Records provided Start Marker

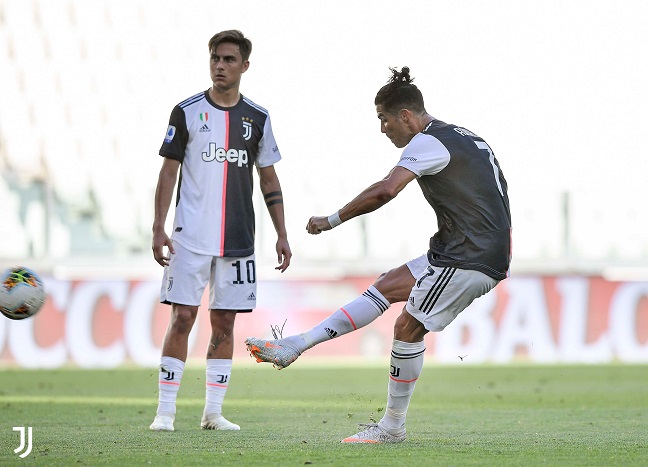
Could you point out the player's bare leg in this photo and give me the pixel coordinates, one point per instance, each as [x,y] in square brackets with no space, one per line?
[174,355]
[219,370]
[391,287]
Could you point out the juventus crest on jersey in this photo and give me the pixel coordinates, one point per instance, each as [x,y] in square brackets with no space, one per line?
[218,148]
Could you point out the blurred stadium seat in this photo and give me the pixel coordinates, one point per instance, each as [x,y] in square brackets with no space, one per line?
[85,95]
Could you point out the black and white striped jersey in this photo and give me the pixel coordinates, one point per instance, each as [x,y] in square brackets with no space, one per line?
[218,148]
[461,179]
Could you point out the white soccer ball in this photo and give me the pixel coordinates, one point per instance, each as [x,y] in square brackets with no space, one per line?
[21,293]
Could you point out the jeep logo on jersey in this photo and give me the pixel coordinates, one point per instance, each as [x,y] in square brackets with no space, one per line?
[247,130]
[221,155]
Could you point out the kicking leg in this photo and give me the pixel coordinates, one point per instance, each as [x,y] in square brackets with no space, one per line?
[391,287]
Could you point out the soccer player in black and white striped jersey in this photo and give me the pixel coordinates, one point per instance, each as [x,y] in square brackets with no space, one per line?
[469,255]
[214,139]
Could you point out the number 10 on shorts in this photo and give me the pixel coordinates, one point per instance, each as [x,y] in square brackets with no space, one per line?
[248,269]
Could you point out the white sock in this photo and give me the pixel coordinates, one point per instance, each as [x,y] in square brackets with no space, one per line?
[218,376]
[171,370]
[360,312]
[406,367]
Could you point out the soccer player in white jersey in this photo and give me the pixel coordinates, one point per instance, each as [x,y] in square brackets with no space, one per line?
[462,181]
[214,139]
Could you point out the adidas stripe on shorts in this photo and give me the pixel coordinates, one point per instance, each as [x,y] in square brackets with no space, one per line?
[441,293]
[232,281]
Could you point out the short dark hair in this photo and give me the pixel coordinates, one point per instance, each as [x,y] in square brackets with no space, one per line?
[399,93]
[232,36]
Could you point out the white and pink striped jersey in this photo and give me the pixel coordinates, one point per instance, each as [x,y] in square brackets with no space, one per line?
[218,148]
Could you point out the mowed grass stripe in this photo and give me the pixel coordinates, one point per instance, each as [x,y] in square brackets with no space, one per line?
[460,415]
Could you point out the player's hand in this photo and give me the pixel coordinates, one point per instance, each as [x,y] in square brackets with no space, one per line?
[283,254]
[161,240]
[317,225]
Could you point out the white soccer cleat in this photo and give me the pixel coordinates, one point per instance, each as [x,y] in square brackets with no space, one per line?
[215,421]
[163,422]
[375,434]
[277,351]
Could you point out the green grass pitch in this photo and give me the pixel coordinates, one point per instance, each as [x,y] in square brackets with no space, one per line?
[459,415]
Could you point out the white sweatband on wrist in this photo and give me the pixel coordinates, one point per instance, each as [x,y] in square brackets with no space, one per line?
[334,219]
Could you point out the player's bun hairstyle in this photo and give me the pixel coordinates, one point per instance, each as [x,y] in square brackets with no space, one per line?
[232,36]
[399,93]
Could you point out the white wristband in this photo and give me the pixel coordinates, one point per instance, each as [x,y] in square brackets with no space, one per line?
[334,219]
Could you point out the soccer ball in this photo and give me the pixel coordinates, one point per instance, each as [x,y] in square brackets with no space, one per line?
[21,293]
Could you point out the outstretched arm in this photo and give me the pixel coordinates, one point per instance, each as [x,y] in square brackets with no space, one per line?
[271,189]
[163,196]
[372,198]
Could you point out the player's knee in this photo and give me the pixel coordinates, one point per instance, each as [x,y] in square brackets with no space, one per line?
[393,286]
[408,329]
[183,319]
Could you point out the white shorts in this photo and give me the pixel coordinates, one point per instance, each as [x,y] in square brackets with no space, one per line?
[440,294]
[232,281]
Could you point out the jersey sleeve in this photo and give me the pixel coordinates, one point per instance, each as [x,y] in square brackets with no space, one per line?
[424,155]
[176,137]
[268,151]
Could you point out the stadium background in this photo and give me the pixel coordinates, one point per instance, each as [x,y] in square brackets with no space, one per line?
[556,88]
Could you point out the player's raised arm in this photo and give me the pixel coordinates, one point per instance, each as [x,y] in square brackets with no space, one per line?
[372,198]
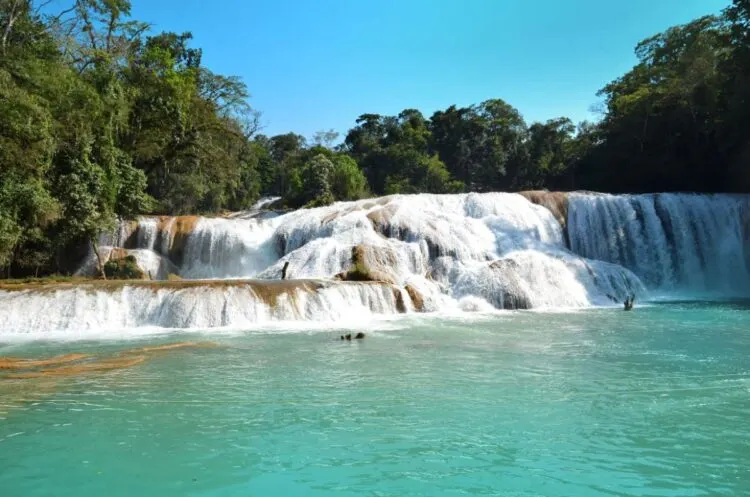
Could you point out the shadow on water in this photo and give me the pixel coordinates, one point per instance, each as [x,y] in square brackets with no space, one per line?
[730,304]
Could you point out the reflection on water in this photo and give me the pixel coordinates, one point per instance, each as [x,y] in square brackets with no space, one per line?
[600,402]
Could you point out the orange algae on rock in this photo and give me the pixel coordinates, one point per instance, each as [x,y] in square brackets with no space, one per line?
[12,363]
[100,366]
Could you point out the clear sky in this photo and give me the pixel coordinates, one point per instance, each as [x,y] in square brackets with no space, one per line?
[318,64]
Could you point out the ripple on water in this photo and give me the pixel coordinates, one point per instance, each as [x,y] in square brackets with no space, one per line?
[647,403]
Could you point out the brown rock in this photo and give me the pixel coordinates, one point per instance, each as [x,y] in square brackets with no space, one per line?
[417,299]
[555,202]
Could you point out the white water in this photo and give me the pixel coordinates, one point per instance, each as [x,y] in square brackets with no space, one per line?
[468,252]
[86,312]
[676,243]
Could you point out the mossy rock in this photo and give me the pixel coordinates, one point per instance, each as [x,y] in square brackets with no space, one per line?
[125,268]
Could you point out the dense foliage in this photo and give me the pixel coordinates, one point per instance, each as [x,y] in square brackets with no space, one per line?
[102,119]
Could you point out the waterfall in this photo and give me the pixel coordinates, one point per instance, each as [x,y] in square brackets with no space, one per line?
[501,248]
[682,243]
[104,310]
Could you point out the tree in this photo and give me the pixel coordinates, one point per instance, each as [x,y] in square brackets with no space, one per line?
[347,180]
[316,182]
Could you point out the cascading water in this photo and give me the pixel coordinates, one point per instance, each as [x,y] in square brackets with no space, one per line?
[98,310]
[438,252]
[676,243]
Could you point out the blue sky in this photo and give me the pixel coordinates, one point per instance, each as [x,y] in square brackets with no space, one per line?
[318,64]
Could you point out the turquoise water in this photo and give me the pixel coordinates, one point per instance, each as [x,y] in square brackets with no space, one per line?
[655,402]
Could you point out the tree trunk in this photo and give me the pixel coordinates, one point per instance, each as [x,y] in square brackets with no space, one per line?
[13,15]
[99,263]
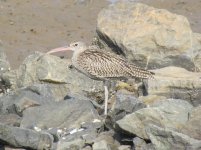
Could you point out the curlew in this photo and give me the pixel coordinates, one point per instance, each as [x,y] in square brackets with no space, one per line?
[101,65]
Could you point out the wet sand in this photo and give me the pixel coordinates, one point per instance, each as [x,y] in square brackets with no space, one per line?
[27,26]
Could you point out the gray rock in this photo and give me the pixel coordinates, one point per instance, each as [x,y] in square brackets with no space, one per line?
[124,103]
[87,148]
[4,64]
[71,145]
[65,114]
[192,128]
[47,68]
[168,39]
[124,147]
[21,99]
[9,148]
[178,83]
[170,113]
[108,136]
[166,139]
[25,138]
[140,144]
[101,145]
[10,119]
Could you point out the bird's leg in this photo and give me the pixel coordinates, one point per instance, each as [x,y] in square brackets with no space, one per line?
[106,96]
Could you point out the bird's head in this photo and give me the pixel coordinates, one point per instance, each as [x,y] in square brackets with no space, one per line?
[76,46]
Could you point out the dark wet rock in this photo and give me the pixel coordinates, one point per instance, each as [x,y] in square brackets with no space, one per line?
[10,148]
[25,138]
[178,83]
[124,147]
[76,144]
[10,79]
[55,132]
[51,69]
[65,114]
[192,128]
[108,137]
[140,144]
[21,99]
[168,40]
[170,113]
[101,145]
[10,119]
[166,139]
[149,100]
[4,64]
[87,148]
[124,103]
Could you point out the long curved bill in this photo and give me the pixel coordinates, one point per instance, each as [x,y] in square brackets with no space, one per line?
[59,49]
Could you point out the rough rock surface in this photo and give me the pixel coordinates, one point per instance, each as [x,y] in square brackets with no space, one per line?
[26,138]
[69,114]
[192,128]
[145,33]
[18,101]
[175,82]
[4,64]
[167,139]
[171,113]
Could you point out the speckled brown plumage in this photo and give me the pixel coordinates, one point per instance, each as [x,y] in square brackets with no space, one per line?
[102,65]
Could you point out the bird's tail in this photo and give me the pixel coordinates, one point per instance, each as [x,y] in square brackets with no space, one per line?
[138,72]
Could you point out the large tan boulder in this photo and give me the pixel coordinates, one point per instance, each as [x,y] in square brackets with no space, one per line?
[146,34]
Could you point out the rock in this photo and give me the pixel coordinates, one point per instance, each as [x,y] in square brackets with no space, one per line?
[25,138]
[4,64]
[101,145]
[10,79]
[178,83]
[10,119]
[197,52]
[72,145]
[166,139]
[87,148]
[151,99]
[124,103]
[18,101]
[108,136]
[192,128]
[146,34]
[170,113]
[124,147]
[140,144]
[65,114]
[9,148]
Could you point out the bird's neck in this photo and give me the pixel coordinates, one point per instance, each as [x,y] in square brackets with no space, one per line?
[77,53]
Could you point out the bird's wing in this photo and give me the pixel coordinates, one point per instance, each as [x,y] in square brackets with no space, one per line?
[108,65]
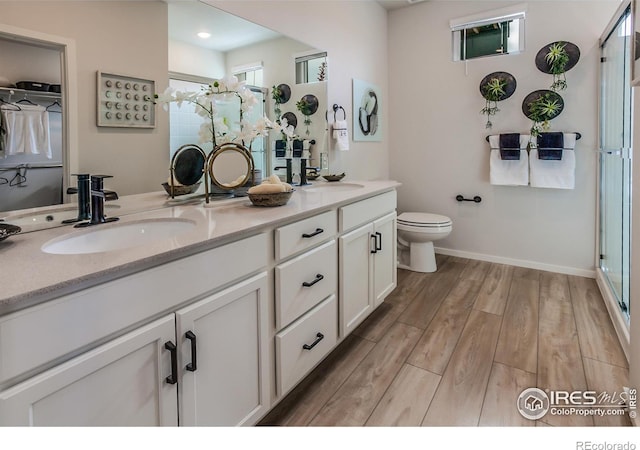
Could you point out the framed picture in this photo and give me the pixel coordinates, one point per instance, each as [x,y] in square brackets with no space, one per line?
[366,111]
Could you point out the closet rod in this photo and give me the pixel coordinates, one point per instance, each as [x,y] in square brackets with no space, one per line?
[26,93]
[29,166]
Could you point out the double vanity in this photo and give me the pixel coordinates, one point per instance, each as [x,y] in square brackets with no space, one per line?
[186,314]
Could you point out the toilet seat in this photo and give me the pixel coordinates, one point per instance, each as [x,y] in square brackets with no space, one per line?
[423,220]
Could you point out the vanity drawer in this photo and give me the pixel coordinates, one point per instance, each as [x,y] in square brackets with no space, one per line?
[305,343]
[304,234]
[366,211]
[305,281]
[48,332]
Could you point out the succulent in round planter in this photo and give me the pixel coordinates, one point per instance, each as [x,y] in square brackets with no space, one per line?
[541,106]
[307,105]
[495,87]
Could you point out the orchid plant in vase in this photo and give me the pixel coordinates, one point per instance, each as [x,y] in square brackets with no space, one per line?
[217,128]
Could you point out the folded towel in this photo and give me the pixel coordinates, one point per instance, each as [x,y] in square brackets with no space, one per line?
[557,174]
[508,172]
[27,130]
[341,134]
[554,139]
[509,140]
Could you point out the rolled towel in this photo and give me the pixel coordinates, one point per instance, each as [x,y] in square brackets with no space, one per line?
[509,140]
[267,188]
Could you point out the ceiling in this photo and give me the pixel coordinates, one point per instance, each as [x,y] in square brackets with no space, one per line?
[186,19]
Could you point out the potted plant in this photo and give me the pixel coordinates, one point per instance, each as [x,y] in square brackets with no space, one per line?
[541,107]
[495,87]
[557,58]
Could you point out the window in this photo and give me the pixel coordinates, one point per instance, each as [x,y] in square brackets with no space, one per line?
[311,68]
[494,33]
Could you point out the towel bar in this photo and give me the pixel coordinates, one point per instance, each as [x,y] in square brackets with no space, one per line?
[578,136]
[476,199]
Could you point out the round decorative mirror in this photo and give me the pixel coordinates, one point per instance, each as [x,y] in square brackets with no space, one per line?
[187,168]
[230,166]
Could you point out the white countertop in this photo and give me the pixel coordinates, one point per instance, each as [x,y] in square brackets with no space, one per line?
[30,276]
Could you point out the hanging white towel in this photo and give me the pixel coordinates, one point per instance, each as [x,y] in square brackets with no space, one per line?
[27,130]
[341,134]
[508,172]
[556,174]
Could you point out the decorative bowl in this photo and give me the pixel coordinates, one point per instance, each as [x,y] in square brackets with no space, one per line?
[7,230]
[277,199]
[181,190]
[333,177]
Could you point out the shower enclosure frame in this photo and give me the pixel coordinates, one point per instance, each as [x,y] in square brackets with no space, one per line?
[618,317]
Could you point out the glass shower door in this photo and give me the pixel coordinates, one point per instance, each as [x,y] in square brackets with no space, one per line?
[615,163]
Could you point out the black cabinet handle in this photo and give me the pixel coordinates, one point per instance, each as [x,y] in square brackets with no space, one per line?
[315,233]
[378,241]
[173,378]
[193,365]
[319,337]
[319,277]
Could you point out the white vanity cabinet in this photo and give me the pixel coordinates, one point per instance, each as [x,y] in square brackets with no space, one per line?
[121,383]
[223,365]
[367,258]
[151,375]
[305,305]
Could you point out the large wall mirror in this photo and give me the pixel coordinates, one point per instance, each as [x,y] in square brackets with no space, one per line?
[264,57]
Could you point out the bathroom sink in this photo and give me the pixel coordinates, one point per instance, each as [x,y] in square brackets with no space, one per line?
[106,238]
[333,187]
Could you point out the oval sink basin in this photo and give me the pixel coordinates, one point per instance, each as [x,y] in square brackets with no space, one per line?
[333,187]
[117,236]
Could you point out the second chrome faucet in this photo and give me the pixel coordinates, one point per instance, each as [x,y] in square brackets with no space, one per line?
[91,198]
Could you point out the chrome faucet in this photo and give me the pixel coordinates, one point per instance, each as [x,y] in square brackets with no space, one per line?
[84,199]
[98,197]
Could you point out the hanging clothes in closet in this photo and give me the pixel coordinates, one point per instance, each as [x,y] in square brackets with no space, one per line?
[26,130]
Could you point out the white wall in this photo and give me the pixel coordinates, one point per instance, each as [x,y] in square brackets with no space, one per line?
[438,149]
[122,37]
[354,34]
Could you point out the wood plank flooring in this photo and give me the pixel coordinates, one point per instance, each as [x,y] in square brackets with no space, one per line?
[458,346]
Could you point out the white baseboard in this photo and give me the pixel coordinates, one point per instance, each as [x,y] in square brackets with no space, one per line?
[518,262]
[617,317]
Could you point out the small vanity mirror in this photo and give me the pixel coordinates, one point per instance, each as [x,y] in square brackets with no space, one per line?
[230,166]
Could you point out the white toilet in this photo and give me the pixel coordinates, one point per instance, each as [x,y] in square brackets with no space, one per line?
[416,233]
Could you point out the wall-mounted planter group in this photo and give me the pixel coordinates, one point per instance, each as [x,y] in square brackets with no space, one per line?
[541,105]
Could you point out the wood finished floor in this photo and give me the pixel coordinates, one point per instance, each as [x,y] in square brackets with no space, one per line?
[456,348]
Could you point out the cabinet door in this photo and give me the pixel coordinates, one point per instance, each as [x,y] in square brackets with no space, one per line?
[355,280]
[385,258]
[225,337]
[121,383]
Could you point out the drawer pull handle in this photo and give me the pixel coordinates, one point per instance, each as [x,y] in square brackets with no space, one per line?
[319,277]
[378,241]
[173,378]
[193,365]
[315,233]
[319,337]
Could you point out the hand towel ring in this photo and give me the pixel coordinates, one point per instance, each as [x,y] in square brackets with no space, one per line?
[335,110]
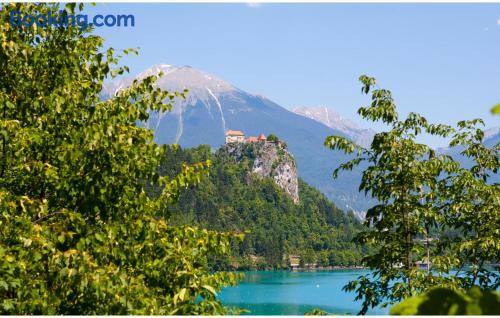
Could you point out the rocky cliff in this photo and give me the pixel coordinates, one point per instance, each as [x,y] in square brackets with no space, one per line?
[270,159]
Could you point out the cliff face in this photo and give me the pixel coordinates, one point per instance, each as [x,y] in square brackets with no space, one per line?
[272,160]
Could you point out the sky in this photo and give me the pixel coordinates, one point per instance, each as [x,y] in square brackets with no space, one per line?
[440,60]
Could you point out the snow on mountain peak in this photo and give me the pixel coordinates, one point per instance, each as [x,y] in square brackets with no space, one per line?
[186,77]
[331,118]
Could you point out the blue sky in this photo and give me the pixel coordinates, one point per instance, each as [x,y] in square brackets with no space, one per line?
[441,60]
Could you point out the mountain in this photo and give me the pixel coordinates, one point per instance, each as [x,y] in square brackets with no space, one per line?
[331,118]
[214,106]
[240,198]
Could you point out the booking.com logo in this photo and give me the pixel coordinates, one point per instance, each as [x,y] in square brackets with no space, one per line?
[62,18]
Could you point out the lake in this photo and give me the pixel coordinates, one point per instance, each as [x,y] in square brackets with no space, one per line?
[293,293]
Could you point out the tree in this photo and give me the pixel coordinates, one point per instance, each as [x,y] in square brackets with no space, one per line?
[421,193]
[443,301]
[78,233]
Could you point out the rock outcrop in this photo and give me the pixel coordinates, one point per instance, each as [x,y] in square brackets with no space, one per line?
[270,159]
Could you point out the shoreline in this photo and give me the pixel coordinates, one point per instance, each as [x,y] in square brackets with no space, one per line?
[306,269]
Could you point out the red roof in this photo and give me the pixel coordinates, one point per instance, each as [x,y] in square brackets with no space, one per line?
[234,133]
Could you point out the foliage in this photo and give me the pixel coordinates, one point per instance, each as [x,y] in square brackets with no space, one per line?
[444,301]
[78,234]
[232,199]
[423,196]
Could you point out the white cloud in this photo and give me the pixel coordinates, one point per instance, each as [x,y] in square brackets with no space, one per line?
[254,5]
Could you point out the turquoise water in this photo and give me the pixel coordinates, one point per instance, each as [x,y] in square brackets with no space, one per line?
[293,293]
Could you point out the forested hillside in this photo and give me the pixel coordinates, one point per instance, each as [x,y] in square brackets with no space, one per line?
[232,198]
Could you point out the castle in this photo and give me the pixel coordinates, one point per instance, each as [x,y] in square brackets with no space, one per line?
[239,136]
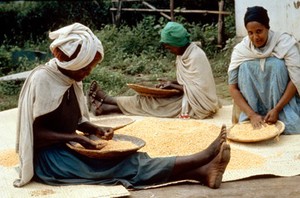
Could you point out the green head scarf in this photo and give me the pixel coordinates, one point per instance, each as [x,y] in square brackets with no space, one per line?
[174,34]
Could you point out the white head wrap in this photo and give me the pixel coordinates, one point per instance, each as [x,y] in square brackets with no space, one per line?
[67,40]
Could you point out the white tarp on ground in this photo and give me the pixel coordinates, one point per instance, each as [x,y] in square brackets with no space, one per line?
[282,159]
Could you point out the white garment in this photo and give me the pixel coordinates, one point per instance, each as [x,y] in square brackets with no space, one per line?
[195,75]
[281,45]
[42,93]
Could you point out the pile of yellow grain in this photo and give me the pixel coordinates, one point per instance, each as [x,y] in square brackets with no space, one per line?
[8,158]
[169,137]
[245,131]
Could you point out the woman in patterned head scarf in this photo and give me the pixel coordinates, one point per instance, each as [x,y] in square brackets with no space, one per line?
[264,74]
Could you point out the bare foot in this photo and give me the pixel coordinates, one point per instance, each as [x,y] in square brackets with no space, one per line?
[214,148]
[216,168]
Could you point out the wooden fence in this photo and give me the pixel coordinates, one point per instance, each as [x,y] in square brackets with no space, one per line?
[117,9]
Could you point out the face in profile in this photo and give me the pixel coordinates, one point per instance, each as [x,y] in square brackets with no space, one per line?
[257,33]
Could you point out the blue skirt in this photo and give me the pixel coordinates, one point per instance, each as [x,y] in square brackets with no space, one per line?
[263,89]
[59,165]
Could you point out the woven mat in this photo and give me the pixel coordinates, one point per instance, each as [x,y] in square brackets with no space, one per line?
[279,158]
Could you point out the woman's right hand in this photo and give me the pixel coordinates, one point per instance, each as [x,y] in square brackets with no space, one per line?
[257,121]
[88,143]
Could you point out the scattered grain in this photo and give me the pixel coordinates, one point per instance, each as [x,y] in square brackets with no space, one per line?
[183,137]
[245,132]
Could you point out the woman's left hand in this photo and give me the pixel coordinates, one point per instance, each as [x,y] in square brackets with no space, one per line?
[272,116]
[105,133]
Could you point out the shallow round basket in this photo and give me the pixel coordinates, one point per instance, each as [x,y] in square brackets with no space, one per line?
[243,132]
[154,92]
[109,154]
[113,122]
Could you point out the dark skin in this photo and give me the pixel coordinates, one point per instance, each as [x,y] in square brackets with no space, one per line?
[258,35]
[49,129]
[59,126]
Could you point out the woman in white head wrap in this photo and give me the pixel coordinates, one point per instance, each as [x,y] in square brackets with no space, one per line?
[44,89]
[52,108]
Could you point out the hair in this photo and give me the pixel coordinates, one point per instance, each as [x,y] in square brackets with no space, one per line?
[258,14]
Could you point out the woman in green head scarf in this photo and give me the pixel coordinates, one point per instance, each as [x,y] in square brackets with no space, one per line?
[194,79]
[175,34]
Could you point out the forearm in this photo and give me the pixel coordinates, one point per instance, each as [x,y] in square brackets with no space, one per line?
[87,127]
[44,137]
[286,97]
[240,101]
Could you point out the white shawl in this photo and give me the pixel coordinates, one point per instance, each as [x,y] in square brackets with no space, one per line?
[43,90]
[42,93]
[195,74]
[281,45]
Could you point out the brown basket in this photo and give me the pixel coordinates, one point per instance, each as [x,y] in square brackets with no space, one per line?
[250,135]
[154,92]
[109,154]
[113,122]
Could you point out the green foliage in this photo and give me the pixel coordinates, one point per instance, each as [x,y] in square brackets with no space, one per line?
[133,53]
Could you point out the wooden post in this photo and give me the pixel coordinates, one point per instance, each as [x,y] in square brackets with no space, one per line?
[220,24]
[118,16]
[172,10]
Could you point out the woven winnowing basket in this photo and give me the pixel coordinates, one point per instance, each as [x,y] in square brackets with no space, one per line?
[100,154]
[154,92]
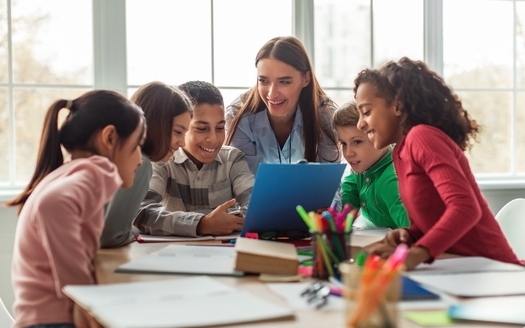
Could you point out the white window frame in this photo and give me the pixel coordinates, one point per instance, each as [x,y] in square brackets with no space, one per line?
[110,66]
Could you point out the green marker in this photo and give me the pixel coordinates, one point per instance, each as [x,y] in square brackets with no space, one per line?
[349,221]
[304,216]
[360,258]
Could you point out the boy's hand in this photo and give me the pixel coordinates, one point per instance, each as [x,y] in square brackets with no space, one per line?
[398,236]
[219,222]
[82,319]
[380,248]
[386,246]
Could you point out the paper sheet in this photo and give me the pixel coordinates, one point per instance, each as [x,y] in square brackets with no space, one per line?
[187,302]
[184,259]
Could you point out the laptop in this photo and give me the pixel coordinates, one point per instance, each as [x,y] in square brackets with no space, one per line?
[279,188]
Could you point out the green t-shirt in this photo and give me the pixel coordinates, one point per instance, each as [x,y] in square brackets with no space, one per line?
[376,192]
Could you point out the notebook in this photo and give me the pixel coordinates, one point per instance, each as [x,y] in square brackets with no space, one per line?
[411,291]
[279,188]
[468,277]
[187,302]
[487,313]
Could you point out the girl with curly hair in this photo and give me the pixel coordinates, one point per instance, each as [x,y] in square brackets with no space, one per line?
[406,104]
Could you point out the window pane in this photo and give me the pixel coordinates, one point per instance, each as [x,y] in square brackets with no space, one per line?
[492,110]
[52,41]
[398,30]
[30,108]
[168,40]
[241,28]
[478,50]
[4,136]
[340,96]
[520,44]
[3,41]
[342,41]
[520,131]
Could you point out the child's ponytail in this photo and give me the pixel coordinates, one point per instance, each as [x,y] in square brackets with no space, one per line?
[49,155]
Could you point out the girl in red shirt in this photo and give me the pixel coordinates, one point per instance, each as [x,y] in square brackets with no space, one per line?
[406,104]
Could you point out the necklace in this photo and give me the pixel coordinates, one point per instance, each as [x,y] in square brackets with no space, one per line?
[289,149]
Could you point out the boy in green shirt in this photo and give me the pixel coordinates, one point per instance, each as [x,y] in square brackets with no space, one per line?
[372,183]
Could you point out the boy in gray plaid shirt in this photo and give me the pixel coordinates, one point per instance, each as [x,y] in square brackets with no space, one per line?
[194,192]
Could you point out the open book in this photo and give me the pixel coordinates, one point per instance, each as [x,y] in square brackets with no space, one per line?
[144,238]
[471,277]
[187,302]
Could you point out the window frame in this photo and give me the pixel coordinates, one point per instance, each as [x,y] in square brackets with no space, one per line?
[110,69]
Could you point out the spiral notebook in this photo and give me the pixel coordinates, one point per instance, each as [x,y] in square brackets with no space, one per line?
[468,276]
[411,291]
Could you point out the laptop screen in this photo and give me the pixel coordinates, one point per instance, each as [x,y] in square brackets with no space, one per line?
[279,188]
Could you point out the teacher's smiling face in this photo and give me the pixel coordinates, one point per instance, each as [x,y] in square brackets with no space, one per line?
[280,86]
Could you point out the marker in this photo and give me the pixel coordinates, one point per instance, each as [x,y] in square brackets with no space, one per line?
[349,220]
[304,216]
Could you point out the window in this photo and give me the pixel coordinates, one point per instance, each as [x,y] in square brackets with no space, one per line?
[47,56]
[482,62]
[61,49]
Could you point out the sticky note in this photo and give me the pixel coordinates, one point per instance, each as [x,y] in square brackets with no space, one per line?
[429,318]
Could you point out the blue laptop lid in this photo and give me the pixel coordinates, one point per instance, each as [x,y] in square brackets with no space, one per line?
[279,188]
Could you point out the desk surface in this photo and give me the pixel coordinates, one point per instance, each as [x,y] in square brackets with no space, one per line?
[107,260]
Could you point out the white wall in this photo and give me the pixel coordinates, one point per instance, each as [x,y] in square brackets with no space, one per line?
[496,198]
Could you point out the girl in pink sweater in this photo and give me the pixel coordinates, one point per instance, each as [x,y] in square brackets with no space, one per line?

Records provided End Marker

= Task to carry out =
No line should appear in the answer except those from the one containing "Could you point out the sticky" through the last line of the listing, each retyped exactly.

= Written answer =
Could you point out the sticky note in this photo and give me the pixel coordinates, one point per instance, each as [x,y] in square brackets with no space, one per line?
[429,318]
Could you point out the blue laptop lid in this photo and give me the pixel coordinates, one point per instance, each as [x,y] in square brackets with no space, one per line?
[279,188]
Could you point out the desk surface in this photo and give me the pixel coordinates, one point per instance, each as [x,y] in square brackets with no space, one per line?
[107,260]
Could you point out the white wall in this photo and give me the pixel coordinates, one point per instance, each as [x,y] in square brackets with no space, one per line?
[496,198]
Could you point out the girl in pink sweater in this photo and give me the pixel coordinates, one point per instance, each as [x,y] in square brackets with no space, one per line?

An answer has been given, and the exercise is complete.